## Text provided
* * * * * * * * *

There are a few things to notice that will be important for plotting. First, we should cut down to only listing prices for Linux/UNIX servers since at least for my use case I am not running Windows servers. Second, we'll make sure that each row is unique when keyed by availability zone, instance type, and date time by dropping any duplicates. Both of these are easily done in pandas.

df = all_data[all_data['ProductDescription'] == 'Linux/UNIX']
df = df.drop_duplicates(subset=['DateTime', 'AvailabilityZone', 'InstanceType'])

The next bit of code I arrived at after finding that my original plots weren't padded correctly. This is easily fixed by fetching the minimal and maximal dates to compute border padding width.

x_min = df['DateTime'].min()
x_max = df['DateTime'].max()
border_pad = (x_max - x_min) * 5 / 100

Finally, we are ready to plot the data using seaborn and matplotlib. The most useful plot would show a scatter plot of time versus spot price for each combination of instance type and availability zone. The easiest way to do this is use seaborn.FacetGrid with matplotlib.pyplot.scatter. Lets see the code then explain.

g = sns.FacetGrid(
    df,
    col='InstanceType',
    hue='AvailabilityZone',
    xlim=(x_min - border_pad, x_max + border_pad),
    legend_out=True,
    size=10,
    palette="Set1"
)
g.map(plt.scatter, 'DateTime', 'SpotPrice', s=4).add_legend()
plt.subplots_adjust(top=.9)
g.fig.suptitle('AWS Spot Prices between {start} and {end}'.format(start=x_min, end=x_max))
g.savefig(output, format='png')

The easiest way to understand how FacetGrid works is to first look at what we want each subplot made by plt.scatter to show. If we were using only using matplotlib, we might write something like plt.scatter(df['DateTime'], df['SpotPrice']). There are two issues with this though. First, plt.scatter can't take a date so we would need to pass Timestamp which doesn't format on labels as well by default. Second, this would pass all the data, and we want to partition by different variables (analogously facets) such as availability zone and instance type.

* * * * * * * * *

(Detection annotation records)
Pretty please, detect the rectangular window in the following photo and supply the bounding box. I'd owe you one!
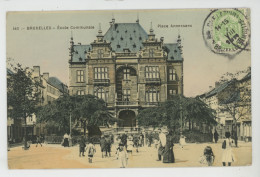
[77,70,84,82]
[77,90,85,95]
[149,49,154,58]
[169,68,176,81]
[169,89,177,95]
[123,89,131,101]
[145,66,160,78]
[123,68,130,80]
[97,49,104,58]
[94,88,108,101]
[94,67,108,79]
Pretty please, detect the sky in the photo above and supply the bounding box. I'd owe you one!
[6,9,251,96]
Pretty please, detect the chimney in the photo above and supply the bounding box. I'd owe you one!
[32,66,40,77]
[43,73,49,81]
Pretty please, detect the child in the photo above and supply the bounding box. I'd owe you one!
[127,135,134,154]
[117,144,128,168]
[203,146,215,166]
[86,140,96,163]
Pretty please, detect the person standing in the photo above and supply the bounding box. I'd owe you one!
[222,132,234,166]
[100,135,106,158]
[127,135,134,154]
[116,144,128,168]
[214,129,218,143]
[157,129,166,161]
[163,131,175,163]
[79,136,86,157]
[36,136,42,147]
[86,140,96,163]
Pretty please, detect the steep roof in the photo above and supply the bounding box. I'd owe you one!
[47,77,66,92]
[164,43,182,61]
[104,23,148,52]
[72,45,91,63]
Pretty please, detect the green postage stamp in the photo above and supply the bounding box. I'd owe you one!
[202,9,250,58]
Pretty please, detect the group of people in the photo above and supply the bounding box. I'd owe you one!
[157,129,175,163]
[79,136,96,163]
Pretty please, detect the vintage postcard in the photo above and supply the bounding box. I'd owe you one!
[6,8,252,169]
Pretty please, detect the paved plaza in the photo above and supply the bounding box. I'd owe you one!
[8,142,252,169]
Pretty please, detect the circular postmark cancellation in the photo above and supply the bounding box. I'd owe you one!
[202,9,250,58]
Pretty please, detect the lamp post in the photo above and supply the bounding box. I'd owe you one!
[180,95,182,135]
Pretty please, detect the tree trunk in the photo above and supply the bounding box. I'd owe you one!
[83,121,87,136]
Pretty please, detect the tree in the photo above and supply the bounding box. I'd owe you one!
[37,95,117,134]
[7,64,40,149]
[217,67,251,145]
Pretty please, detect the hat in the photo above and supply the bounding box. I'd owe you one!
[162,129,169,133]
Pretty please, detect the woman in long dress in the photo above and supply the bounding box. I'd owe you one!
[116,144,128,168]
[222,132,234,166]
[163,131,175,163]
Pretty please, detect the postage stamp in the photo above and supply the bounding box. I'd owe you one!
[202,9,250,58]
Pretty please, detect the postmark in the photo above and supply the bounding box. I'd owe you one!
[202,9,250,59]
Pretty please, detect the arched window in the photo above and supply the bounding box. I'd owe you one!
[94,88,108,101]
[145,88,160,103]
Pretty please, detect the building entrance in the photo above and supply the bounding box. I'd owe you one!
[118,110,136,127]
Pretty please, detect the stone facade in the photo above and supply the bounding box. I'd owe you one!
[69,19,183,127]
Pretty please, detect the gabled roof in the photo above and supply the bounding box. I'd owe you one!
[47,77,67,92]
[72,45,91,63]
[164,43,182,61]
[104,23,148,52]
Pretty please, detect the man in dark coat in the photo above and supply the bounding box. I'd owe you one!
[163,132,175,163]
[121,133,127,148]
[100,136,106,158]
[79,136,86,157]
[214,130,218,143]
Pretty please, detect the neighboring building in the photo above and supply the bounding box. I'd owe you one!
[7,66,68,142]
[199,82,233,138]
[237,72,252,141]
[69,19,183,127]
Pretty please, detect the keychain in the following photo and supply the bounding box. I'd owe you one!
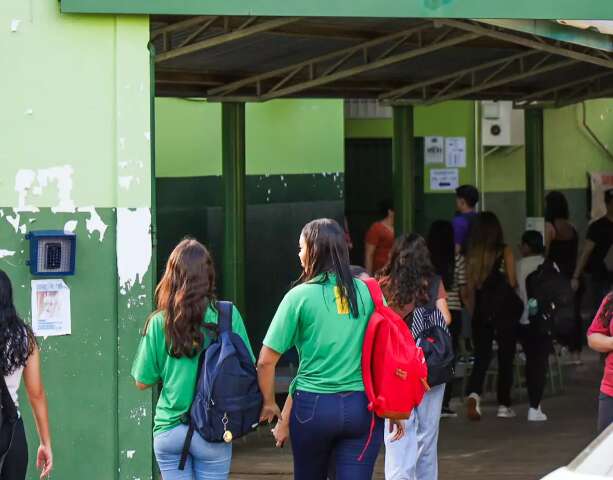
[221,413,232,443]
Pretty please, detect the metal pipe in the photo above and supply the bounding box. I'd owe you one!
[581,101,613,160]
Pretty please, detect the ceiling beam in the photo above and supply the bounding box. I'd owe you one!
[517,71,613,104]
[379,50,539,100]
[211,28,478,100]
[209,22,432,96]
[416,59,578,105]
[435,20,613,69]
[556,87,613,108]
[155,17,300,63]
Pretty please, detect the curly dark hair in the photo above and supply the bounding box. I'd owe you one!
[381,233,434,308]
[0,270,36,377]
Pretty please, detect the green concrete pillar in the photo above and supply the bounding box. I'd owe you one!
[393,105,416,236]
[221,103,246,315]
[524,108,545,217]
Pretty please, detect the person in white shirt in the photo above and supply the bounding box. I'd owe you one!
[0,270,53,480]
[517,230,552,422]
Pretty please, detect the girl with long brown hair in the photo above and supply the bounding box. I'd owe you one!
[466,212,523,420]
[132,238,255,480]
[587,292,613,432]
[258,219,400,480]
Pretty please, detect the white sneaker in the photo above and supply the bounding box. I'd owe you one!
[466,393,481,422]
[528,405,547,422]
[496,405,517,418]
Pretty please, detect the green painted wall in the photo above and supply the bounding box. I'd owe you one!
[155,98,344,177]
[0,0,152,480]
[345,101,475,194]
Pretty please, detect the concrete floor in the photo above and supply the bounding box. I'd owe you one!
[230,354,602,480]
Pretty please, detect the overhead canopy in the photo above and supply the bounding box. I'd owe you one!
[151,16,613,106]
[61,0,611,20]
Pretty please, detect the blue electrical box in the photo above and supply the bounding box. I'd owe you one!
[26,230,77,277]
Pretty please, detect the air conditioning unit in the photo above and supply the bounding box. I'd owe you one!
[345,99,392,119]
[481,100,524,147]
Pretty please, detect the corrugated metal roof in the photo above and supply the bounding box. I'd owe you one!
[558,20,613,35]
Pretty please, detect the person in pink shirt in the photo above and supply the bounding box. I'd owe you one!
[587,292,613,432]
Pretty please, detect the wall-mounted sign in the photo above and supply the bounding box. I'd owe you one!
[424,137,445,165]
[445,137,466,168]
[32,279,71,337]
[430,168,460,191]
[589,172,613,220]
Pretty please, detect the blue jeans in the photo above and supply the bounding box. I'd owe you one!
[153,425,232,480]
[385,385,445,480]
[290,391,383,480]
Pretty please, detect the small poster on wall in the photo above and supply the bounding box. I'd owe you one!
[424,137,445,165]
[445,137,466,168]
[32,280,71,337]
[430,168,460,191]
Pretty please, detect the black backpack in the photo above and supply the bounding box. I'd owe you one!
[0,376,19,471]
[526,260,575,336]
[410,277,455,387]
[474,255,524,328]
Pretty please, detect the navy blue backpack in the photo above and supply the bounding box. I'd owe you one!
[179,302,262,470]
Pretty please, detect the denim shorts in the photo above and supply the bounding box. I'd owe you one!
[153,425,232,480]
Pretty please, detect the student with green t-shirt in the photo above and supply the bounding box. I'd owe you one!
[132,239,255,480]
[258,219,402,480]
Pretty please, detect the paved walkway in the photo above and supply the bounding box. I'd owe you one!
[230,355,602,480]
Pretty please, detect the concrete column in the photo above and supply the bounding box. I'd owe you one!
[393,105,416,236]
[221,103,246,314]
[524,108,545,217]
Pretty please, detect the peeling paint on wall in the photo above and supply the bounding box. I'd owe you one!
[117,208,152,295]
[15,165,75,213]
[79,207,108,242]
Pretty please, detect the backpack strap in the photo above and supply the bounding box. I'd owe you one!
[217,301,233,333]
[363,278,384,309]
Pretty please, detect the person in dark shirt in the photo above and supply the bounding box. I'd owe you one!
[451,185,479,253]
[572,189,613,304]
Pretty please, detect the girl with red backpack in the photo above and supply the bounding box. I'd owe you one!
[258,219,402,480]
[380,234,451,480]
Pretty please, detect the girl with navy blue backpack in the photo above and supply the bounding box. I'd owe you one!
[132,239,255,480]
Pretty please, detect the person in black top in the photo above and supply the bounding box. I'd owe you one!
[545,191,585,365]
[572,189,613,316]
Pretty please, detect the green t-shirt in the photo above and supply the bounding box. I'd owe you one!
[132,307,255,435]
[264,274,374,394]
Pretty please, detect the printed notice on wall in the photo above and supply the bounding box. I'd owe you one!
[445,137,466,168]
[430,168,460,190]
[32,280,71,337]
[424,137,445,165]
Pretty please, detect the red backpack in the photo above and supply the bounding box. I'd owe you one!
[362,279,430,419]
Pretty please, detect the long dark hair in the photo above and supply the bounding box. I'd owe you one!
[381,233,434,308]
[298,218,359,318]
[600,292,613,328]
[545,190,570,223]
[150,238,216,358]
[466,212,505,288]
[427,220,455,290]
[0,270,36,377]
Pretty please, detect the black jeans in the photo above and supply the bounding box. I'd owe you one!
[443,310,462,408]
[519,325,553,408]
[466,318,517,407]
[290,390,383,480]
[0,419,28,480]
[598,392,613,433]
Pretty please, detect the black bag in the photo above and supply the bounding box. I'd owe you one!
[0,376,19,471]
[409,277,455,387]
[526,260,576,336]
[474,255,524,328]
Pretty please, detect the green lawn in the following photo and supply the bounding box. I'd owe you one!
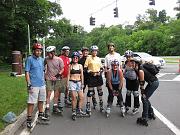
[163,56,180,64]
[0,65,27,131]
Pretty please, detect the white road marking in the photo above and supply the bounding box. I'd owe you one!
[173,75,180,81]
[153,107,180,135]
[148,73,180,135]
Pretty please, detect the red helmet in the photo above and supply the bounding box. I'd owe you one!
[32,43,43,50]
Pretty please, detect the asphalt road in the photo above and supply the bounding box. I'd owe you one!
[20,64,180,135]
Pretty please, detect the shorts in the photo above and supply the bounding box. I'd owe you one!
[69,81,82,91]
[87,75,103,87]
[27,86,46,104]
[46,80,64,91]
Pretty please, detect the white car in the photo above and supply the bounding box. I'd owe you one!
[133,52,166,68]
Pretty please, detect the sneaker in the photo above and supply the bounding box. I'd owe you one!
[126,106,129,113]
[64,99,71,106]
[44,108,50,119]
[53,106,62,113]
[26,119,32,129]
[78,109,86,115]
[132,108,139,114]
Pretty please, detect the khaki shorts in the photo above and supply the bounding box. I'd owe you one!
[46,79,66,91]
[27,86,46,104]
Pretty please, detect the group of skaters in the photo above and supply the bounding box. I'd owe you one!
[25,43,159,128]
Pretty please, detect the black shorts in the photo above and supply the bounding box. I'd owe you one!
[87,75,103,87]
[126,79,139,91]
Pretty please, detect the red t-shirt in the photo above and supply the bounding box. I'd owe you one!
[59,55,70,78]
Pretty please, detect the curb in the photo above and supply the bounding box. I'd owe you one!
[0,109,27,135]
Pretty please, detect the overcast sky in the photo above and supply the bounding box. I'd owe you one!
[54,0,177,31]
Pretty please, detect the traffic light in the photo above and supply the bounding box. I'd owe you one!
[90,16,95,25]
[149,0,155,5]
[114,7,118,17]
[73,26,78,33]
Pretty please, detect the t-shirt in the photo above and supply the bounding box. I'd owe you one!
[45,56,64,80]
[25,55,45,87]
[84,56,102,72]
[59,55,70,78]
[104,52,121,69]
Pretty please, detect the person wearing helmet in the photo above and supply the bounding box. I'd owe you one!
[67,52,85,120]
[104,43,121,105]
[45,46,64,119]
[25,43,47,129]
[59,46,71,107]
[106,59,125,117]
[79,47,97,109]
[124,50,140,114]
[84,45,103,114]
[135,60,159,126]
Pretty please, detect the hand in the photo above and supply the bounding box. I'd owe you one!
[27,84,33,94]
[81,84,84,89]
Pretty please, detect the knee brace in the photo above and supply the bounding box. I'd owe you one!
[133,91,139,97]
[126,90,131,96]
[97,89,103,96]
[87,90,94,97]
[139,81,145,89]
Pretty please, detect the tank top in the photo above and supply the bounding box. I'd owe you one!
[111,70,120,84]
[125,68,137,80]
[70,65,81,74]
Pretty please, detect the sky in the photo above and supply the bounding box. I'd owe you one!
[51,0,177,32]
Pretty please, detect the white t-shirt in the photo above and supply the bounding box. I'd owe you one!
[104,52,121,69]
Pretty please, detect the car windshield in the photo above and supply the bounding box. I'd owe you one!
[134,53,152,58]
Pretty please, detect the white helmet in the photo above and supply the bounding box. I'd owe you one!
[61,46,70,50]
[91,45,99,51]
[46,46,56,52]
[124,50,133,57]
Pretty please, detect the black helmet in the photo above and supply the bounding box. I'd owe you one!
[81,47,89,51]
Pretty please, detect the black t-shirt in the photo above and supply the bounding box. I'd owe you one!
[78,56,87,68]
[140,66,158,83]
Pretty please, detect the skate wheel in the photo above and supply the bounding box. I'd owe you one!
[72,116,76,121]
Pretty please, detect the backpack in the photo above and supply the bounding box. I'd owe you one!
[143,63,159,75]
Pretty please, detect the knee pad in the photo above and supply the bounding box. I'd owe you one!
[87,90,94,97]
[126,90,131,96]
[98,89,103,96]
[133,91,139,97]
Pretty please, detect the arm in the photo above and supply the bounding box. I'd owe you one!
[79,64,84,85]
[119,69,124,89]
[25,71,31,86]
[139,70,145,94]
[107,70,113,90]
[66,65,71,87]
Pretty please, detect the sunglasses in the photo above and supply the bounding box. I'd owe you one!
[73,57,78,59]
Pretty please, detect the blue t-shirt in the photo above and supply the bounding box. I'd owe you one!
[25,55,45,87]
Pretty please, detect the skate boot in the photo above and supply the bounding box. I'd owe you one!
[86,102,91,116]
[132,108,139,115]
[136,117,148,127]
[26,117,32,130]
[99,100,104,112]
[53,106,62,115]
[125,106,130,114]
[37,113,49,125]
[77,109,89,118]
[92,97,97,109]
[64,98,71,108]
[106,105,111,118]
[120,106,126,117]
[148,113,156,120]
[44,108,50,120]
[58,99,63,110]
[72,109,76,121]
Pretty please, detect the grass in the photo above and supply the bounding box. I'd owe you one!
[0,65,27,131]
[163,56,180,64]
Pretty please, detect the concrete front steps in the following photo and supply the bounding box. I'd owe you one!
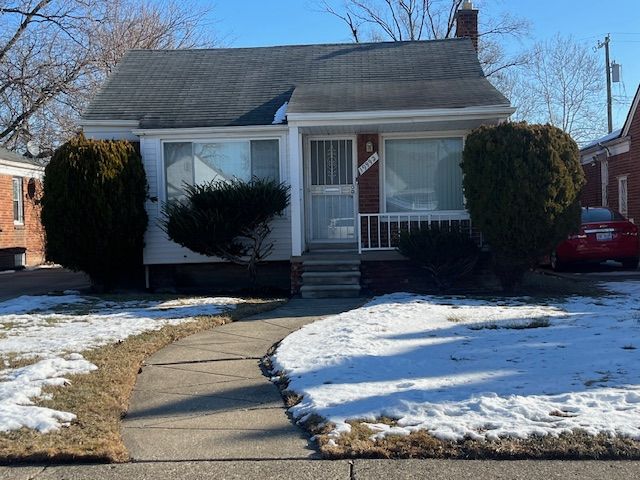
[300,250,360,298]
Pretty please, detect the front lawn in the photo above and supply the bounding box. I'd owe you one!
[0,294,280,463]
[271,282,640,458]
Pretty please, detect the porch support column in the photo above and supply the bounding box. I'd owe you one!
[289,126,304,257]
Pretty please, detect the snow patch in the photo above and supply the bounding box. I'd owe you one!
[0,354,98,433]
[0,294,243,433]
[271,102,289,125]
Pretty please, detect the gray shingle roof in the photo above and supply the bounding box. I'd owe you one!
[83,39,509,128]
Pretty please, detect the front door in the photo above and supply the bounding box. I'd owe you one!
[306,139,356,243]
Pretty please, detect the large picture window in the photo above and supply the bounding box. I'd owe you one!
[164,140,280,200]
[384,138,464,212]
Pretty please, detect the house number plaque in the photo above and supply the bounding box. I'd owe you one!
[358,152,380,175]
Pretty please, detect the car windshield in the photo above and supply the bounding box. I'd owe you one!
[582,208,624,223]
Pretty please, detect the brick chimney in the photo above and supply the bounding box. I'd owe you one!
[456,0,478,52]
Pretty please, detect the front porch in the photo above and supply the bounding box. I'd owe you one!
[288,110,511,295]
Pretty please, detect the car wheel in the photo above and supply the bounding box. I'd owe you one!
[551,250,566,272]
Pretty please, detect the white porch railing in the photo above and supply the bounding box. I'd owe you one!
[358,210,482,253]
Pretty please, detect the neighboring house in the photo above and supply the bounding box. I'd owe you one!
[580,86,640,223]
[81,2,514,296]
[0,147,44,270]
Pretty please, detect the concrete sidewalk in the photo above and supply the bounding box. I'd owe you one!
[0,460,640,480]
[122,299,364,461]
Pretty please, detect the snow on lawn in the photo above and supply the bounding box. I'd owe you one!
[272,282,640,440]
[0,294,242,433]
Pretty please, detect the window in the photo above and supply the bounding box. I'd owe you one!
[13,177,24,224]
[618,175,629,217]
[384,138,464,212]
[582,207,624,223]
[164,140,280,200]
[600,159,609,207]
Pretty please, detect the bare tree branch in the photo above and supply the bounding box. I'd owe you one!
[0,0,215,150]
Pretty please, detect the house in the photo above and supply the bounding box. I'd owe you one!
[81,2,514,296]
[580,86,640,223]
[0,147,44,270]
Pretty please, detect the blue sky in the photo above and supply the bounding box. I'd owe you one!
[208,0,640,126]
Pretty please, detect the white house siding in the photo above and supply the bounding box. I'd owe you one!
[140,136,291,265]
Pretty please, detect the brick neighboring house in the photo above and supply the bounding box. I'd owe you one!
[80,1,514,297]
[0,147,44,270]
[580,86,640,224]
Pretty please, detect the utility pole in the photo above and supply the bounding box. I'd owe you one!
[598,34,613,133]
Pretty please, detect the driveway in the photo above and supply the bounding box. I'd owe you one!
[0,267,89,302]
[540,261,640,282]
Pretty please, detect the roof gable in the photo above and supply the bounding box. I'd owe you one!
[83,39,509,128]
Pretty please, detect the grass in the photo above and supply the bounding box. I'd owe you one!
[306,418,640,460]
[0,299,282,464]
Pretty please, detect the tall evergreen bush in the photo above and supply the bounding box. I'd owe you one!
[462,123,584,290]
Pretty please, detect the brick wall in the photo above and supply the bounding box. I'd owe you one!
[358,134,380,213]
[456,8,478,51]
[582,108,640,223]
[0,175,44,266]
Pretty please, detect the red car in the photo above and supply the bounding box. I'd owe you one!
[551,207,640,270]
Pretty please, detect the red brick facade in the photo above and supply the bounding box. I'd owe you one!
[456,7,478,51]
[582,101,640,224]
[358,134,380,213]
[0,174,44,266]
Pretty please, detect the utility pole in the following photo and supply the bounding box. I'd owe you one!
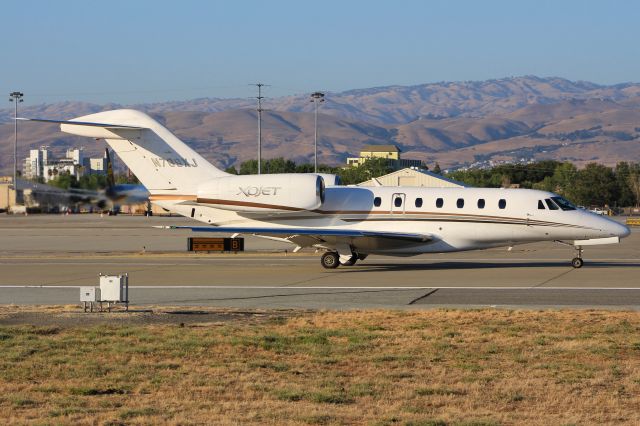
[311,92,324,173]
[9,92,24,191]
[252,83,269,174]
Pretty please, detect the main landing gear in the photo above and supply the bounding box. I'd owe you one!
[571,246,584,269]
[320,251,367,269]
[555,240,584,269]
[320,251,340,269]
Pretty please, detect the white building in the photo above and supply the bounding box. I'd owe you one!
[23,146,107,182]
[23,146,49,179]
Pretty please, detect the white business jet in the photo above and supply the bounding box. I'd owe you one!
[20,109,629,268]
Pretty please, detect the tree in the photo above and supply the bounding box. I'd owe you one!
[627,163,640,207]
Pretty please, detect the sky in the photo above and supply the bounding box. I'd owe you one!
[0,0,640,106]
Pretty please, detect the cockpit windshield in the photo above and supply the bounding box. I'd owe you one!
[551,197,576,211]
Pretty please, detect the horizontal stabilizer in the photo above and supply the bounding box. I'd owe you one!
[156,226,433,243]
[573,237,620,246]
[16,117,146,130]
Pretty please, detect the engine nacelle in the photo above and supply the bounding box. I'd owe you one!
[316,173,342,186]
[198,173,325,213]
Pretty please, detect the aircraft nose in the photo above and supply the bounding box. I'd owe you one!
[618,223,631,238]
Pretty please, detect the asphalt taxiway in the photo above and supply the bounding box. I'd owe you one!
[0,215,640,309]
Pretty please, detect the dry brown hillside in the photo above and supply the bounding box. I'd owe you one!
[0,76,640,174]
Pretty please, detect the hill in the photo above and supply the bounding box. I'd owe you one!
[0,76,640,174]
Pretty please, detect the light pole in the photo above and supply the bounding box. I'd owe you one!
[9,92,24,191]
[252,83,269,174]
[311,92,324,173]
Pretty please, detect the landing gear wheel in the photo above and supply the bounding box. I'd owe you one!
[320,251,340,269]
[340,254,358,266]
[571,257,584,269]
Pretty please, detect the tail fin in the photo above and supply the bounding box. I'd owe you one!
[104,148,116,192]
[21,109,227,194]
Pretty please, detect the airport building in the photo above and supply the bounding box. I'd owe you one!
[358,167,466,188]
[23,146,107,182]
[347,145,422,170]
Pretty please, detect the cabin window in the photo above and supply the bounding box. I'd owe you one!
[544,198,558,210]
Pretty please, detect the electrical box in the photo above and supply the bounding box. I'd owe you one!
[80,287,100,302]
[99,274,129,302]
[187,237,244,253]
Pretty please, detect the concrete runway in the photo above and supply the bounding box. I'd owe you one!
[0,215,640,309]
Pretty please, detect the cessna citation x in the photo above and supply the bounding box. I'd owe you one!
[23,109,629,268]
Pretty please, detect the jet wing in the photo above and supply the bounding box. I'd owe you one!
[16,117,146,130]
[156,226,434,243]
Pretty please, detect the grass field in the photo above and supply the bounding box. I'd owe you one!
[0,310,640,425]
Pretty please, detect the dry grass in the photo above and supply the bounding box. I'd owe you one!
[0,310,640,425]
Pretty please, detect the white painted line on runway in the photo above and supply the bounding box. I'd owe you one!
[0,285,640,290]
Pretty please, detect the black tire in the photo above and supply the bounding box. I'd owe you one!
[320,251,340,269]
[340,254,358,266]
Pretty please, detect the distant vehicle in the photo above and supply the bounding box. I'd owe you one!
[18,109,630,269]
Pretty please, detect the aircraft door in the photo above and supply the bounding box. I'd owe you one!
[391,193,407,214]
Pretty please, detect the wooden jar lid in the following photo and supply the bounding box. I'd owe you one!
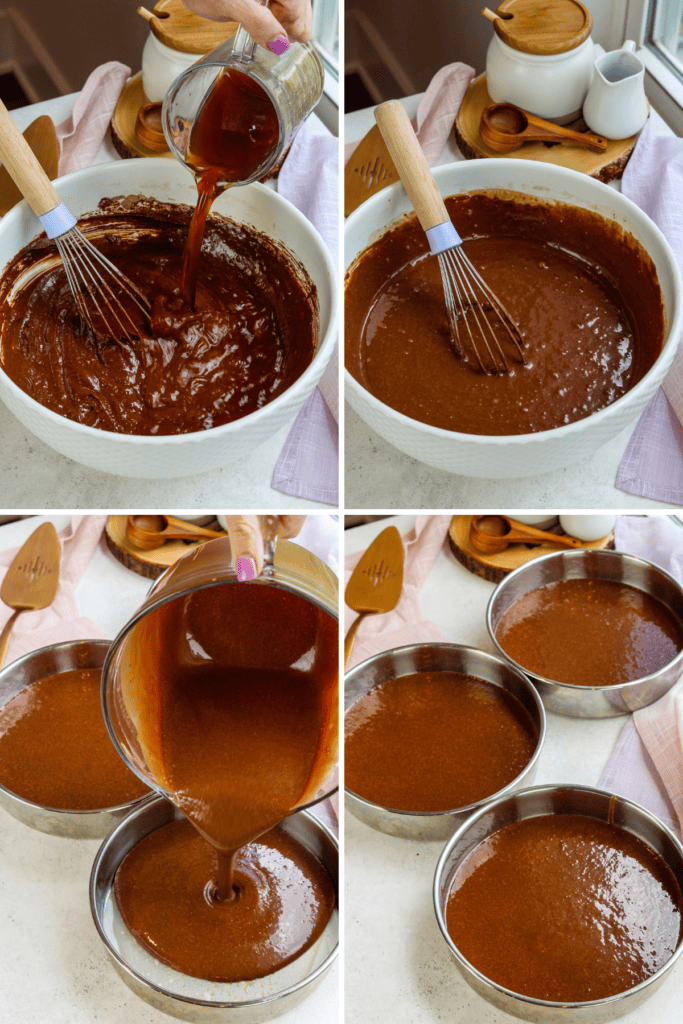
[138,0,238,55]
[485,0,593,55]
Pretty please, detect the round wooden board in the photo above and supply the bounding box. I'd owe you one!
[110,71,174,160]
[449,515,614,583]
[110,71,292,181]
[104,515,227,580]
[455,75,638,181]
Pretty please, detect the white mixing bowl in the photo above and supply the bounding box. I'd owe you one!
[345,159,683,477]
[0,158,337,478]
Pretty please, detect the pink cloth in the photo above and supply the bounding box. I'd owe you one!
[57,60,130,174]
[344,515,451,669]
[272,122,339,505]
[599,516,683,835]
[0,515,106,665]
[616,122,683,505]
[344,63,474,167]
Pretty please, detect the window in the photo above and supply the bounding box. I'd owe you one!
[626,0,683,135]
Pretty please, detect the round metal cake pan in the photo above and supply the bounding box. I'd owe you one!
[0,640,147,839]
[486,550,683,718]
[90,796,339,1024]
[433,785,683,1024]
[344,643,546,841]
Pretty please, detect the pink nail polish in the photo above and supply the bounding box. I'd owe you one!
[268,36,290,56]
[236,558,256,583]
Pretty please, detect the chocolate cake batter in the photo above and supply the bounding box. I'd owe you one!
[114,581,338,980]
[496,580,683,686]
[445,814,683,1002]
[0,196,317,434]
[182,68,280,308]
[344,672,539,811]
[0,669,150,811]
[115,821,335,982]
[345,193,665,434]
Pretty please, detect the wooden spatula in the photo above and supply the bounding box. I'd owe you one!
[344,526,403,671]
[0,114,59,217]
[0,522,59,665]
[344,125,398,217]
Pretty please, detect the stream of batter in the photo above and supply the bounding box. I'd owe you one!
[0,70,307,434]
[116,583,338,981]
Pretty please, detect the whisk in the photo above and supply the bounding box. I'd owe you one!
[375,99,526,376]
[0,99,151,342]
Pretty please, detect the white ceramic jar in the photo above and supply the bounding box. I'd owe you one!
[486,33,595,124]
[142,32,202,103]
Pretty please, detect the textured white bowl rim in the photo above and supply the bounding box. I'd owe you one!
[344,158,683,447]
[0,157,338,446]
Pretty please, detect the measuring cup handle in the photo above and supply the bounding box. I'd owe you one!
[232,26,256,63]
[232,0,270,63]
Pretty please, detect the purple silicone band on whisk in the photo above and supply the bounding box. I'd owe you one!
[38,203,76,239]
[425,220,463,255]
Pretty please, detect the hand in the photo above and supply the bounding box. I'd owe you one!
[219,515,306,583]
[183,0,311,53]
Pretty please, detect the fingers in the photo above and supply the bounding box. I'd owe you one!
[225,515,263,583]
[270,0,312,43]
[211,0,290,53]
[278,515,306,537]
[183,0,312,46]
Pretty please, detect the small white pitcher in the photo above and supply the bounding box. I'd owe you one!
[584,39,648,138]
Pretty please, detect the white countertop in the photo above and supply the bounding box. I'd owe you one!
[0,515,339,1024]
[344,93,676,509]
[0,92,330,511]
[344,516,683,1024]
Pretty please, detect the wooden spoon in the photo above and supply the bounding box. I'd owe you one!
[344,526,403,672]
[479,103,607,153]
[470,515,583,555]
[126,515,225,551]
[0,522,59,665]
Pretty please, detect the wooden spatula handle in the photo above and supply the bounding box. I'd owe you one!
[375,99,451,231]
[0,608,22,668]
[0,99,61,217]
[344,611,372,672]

* * * * * * * * *

## Goal 1
In the spot-price plotting text, which seaborn class and matplotlib function are combined to draw the scatter plots?
## Goal 2
Write out the spot-price plotting text between "The next bit" and "x_max = df['DateTime'].max()", inclusive.
## Goal 3
Continue the spot-price plotting text from its last sentence.

## Output 1
seaborn.FacetGrid with matplotlib.pyplot.scatter

## Output 2
The next bit of code I arrived at after finding that my original plots weren't padded correctly. This is easily fixed by fetching the minimal and maximal dates to compute border padding width.

x_min = df['DateTime'].min()
x_max = df['DateTime'].max()

## Output 3
Seaborn makes this much easier by taking as input the entire dataframe with specifications of which columns to cut the data on as col, row, and hue. In our case we want separate plots for each instance so we use col for that. We plot the availability zone as hue so that it shows on the same plot, but with a different color.

The g.map call takes as argument the main plotting function (in this case plt.scatter) and the other arguments are used to determine which columns to plot. The final result looks like this after changing the date range to cover the past week. For the curious, plots are included for both us-west-1 and us-east-1

US West 1

aws spot prices us-west-1

US East 1

aws spot prices us-east-1

Certainly looks like us-east-1 is much more volatile for spot bidding which makes sense since it is also one of the oldest AWS regions. Lets move on to sending these plots to Slack.

There are quite a few Slack APIs around, but I found that slacker works quite well.

Once the plot is generated and saved its fairly easy to have slacker send a message and file to a specified channel.

import os
from slacker import Slacker

SLACK_API_TOKEN = os.environ.get('SLACK_API_TOKEN')
SLACK_CHANNEL = os.getenv('SLACK_CHANNEL', '#aws')


def notify(daily_file, weekly_file, stop_time, slack_api_token=None):
    if slack_api_token is None:
        slack_api_token = SLACK_API_TOKEN
    slack = Slacker(slack_api_token)
    slack.files.upload(
        daily_file, channels=[SLACK_CHANNEL],
        title='Daily AWS Spot Price ending on {}'.format(stop_time)
    )
    slack.files.upload(
        weekly_file, channels=[SLACK_CHANNEL],
        title='Weekly AWS Spot Price ending on {}'.format(stop_time)
    )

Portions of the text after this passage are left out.